┌─ Records provided

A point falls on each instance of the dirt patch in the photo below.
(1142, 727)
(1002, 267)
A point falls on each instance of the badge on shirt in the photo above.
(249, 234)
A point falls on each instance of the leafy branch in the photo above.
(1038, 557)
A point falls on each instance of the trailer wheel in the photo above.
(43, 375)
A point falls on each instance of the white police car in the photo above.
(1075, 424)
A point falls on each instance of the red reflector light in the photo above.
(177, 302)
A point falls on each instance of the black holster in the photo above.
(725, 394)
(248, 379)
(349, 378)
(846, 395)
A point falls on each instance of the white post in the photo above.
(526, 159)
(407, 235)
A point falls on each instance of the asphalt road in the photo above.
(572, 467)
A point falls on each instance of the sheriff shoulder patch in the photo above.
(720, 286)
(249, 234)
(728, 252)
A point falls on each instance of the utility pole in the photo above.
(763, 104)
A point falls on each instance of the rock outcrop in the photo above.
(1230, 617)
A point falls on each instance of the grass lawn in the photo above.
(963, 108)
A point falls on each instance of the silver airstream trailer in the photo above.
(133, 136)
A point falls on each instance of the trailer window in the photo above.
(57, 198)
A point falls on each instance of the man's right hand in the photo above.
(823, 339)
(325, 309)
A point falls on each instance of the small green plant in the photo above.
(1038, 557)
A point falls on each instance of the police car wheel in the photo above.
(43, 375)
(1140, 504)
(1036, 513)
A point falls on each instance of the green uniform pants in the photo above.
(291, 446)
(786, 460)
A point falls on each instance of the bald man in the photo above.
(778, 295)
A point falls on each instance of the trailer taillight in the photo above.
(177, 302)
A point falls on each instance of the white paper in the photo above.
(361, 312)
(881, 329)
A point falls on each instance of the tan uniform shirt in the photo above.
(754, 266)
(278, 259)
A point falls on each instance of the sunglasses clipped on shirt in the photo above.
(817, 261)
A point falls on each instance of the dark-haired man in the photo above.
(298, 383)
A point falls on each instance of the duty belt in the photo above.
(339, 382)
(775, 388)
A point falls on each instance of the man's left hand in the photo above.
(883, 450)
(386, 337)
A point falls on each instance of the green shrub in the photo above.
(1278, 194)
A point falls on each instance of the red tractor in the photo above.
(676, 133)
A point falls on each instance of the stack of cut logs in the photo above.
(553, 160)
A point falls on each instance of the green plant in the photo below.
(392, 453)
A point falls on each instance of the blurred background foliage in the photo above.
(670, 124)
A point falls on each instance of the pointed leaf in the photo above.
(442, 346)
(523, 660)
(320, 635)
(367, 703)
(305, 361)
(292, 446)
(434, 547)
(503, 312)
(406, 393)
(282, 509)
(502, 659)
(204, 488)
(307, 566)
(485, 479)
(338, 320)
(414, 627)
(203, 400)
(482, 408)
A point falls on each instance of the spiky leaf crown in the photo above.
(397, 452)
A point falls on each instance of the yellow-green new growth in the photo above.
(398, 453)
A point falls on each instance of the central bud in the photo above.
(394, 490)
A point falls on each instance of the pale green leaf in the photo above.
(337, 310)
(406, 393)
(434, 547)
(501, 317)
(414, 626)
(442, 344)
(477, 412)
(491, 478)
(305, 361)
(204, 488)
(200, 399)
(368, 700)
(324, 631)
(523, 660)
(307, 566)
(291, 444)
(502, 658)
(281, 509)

└─

Would you give again, word for word, every line from the one with "A point falls on each instance of the green plant" through the final line of the listing above?

__Exercise answer__
A point falls on each instance of the green plant in the photo below.
(392, 453)
A point falls on each instance of the blurred background foliage in the photo above.
(670, 124)
A point falls on each instance of the pointed leaf in the photo above.
(442, 346)
(523, 660)
(320, 635)
(367, 703)
(305, 361)
(292, 446)
(434, 547)
(503, 312)
(406, 393)
(282, 509)
(502, 659)
(204, 488)
(307, 566)
(485, 479)
(338, 320)
(414, 627)
(203, 400)
(482, 408)
A point falls on each instance of the spiky leaf crown in the photo above.
(397, 452)
A point falls on each instance of the yellow-green new growth in the photo above.
(398, 453)
A point falls on each instance of the central bud in the photo above.
(394, 490)
A point falls on each instance of the pale green leaf in the photo above.
(337, 310)
(406, 393)
(434, 547)
(501, 317)
(414, 626)
(442, 344)
(477, 412)
(491, 478)
(305, 361)
(204, 488)
(200, 399)
(368, 700)
(324, 631)
(523, 660)
(307, 566)
(291, 444)
(502, 658)
(281, 509)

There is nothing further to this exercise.